**Task to complete:** The job is to find each line in the entries holding the string "detect" and copy that line.

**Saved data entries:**
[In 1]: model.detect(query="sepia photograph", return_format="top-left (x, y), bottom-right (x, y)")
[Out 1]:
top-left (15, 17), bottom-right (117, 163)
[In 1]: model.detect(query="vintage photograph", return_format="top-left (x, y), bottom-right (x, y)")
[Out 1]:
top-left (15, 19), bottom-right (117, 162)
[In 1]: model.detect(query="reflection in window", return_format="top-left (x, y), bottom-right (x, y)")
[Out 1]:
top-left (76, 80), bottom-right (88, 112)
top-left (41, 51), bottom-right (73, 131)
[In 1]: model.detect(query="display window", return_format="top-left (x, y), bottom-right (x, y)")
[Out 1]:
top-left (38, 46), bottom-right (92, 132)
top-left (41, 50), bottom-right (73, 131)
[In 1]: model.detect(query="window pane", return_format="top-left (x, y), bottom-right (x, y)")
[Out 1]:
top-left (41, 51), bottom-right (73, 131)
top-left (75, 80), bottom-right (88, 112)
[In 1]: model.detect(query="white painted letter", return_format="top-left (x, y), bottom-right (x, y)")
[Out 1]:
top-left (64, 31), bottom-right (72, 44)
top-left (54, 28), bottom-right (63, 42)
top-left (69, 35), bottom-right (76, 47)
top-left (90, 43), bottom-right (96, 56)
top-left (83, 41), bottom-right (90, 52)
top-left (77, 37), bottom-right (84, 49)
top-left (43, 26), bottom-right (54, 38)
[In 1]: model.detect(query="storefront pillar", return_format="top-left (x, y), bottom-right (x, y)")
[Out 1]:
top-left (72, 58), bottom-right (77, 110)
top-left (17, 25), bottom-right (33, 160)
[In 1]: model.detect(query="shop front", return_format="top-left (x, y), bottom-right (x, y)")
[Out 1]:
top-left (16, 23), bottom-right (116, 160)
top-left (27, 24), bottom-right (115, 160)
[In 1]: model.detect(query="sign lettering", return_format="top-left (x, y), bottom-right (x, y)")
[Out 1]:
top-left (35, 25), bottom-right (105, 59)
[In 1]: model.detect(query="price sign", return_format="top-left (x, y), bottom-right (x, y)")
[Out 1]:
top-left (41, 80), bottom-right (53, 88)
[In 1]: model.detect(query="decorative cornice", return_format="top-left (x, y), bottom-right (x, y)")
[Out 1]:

**Solved exercise:**
[In 1]: model.detect(query="sepia photograph", return_format="top-left (x, y), bottom-right (x, y)")
[In 1]: model.detect(query="vintage photograph", return_format="top-left (x, y), bottom-right (x, y)")
[In 1]: model.detect(query="reflection in window", return_format="top-left (x, y), bottom-right (x, y)")
[In 1]: model.detect(query="display window", return_format="top-left (x, y), bottom-right (x, y)")
[In 1]: model.detect(query="window pane", return_format="top-left (x, y), bottom-right (x, y)")
[In 1]: model.detect(query="white painted letter", return_format="top-left (x, y), bottom-right (x, y)")
[In 1]: model.detect(query="storefront pillar", return_format="top-left (x, y), bottom-right (x, y)")
[In 1]: model.detect(query="shop front", return_format="top-left (x, y), bottom-right (x, y)")
[In 1]: model.detect(query="sign lettering", return_format="top-left (x, y), bottom-right (x, y)")
[In 1]: model.detect(query="price sign", return_format="top-left (x, y), bottom-right (x, y)")
[In 1]: model.detect(query="decorative cornice", return_format="top-left (x, y), bottom-right (x, y)")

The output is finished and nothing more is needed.